Qué debes hacer
Reescribe como una lista JSON de cadenas, con una cadena por línea y sin las líneas en blanco, solo los registros comprendidos entre la línea que contiene "[segment] **flag sun" y la que contiene "[[[114,482],[111,508],[214,508],[223,490],[134,480],[109,473]]]", ambas incluidas.

[Registros almacenados del conjunto de datos]
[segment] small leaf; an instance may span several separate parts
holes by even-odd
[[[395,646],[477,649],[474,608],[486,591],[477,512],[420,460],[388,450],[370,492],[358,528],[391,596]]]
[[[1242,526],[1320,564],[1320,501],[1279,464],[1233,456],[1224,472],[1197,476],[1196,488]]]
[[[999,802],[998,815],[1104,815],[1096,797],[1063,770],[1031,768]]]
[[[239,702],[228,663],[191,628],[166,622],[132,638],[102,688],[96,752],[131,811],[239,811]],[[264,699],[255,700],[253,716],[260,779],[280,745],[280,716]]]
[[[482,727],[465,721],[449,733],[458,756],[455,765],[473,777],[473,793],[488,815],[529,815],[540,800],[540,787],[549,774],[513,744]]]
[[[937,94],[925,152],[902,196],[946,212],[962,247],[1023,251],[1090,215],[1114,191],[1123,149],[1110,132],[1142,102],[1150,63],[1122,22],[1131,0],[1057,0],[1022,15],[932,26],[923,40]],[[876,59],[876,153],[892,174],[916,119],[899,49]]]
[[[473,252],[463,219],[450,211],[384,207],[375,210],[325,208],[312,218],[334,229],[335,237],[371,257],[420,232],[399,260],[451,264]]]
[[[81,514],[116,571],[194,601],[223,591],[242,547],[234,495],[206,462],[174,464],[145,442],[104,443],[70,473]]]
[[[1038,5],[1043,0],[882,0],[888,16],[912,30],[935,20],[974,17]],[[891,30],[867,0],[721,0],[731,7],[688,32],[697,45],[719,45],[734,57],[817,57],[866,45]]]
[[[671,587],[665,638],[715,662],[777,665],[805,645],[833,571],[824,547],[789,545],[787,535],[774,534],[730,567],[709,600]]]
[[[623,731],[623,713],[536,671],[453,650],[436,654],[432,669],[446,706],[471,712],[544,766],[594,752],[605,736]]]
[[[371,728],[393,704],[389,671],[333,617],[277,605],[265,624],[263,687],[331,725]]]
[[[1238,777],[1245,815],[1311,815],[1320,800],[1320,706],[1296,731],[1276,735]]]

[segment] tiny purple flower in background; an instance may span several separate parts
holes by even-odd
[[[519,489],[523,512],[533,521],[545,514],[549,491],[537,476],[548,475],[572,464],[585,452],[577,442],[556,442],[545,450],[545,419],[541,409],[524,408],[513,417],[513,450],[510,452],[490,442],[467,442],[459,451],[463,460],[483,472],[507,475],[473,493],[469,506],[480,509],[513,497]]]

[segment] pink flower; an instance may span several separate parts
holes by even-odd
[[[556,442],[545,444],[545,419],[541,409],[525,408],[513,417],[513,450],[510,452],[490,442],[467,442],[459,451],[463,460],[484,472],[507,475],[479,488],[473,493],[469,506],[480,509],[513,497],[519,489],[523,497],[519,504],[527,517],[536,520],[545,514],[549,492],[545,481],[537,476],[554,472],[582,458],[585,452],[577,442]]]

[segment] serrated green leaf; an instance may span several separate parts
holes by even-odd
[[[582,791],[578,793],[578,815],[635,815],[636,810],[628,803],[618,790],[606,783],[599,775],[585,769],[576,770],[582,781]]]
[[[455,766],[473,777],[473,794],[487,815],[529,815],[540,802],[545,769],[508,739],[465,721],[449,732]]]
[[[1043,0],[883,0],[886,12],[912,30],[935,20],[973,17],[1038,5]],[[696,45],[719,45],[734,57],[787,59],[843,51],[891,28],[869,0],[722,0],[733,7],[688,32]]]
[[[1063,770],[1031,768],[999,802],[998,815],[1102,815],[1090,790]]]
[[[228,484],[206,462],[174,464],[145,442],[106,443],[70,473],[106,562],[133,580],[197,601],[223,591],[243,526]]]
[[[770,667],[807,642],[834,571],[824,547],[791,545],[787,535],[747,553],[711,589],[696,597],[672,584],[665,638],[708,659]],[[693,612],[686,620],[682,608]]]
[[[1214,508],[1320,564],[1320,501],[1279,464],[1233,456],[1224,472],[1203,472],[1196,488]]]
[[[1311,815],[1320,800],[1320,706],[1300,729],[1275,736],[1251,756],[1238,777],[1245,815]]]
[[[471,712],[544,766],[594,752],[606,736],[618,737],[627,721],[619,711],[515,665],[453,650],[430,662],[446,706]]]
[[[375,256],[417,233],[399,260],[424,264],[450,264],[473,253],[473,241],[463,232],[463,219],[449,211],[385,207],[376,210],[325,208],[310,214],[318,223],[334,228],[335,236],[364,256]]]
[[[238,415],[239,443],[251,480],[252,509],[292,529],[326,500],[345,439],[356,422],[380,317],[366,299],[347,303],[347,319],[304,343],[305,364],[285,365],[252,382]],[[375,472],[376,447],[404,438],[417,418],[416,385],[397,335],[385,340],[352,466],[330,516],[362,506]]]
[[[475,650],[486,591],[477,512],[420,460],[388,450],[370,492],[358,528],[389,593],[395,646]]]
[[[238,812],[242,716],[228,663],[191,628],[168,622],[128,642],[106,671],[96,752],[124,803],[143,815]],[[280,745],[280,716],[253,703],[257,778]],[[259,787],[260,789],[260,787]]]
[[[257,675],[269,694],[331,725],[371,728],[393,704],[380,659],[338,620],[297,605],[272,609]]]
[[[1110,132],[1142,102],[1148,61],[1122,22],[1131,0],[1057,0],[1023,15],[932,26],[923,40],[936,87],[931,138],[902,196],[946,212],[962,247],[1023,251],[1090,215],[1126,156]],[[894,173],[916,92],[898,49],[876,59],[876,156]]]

...

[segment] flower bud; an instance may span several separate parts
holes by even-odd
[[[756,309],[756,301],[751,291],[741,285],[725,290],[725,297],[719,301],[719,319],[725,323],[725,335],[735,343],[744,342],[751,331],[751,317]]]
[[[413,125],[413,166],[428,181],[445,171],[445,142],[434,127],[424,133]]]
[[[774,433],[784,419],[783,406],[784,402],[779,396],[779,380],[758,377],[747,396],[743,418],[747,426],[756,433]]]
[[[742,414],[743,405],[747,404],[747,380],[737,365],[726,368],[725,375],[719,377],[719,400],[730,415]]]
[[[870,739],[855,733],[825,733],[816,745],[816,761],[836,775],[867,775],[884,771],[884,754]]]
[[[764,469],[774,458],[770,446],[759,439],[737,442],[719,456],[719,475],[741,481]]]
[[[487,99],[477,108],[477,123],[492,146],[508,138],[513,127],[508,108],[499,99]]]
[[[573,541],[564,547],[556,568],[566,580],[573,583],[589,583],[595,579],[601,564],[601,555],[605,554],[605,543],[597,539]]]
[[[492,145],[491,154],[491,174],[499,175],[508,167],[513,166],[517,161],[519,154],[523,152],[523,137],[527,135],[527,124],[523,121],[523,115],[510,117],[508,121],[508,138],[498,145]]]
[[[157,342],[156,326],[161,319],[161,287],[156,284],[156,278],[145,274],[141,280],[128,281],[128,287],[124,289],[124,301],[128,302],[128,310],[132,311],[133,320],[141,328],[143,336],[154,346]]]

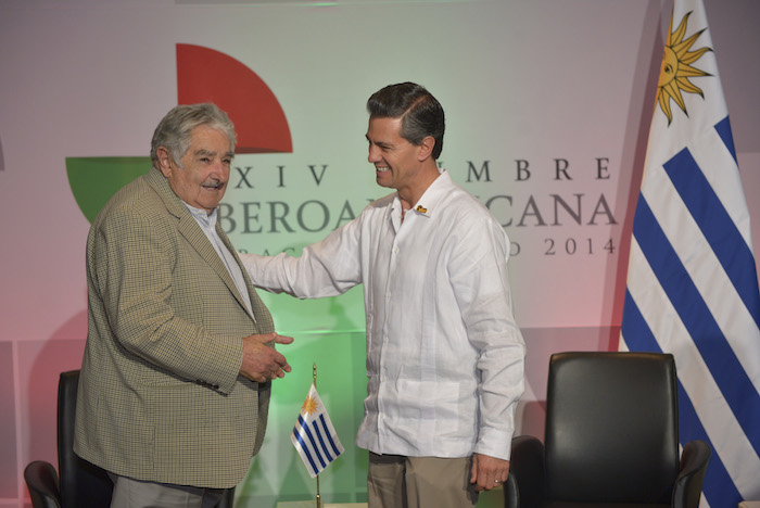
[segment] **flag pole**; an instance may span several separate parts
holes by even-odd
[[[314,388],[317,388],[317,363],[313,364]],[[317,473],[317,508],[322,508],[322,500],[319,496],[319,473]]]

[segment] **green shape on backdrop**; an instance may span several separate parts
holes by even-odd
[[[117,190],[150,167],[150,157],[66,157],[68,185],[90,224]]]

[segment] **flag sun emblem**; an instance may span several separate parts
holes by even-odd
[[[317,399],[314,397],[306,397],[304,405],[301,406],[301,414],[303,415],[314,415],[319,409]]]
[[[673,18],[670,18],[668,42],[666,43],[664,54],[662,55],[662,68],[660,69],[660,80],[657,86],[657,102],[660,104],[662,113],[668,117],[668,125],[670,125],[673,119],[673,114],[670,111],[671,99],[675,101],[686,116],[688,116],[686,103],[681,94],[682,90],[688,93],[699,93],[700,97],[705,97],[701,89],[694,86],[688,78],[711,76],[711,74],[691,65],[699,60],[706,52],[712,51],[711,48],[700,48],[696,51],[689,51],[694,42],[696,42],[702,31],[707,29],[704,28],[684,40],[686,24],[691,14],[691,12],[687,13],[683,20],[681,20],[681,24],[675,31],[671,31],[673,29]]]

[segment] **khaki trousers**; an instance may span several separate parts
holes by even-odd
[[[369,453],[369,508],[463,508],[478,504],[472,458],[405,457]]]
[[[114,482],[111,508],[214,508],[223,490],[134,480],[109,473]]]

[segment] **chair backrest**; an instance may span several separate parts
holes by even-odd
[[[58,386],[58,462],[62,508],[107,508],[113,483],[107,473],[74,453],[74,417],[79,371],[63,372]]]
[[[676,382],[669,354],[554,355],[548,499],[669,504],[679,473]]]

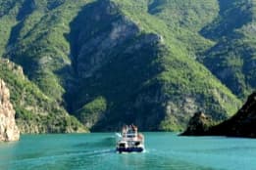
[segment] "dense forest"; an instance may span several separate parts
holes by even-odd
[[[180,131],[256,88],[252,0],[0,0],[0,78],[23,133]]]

---

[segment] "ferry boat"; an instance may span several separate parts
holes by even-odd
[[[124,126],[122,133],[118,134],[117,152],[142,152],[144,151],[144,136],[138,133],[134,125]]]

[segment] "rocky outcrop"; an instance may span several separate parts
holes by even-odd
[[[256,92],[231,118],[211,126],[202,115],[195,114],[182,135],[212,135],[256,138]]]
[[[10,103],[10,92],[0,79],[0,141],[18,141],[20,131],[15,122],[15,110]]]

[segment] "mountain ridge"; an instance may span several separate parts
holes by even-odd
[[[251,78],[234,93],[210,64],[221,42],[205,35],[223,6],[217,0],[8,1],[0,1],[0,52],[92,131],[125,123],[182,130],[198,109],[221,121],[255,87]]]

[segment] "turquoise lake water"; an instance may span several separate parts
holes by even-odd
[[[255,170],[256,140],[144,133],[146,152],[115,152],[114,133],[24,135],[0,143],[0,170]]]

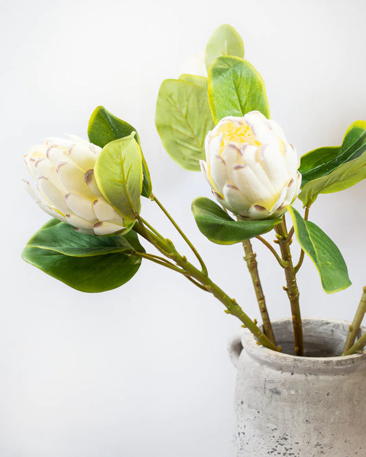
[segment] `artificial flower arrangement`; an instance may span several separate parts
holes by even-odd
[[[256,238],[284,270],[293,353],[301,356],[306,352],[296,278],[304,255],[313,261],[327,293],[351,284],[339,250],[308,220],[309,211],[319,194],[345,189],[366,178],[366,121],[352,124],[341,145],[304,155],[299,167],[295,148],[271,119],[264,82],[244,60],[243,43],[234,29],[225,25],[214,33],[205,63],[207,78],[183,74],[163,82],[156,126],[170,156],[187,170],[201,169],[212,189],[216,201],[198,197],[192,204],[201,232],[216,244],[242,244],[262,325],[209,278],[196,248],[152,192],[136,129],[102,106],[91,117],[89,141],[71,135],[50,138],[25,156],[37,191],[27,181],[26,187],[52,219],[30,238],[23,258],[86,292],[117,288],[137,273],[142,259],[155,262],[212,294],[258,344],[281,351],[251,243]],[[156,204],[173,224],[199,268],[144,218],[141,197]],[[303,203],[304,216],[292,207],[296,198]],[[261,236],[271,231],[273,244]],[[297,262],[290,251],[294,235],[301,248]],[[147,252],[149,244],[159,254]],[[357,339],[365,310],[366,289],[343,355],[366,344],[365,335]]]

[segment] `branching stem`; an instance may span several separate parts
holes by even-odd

Resultado del ejercicio
[
  "[segment] **flag sun emblem**; an instance may span several separate parts",
  "holes by even-odd",
  "[[[317,399],[314,397],[306,397],[304,405],[301,406],[301,414],[303,415],[314,415],[319,409]]]",
  "[[[673,18],[670,18],[668,42],[666,43],[664,54],[662,55],[662,68],[660,69],[660,80],[657,86],[657,102],[660,104],[662,113],[668,117],[668,125],[670,125],[673,119],[673,114],[670,111],[671,99],[675,101],[686,116],[688,116],[686,103],[681,94],[682,90],[688,93],[699,93],[700,97],[705,97],[701,89],[694,86],[688,78],[711,76],[711,74],[691,65],[699,60],[706,52],[712,51],[711,48],[700,48],[696,51],[689,51],[694,42],[696,42],[702,31],[707,29],[704,28],[684,40],[686,24],[691,14],[691,12],[687,13],[683,20],[681,20],[681,24],[675,31],[671,31],[673,29]]]",
  "[segment] **khaki trousers**; an instance may span several separate parts",
  "holes by even-odd",
  "[[[369,453],[369,508],[463,508],[478,504],[472,458],[405,457]]]",
  "[[[114,482],[111,508],[214,508],[223,490],[134,480],[109,473]]]"
]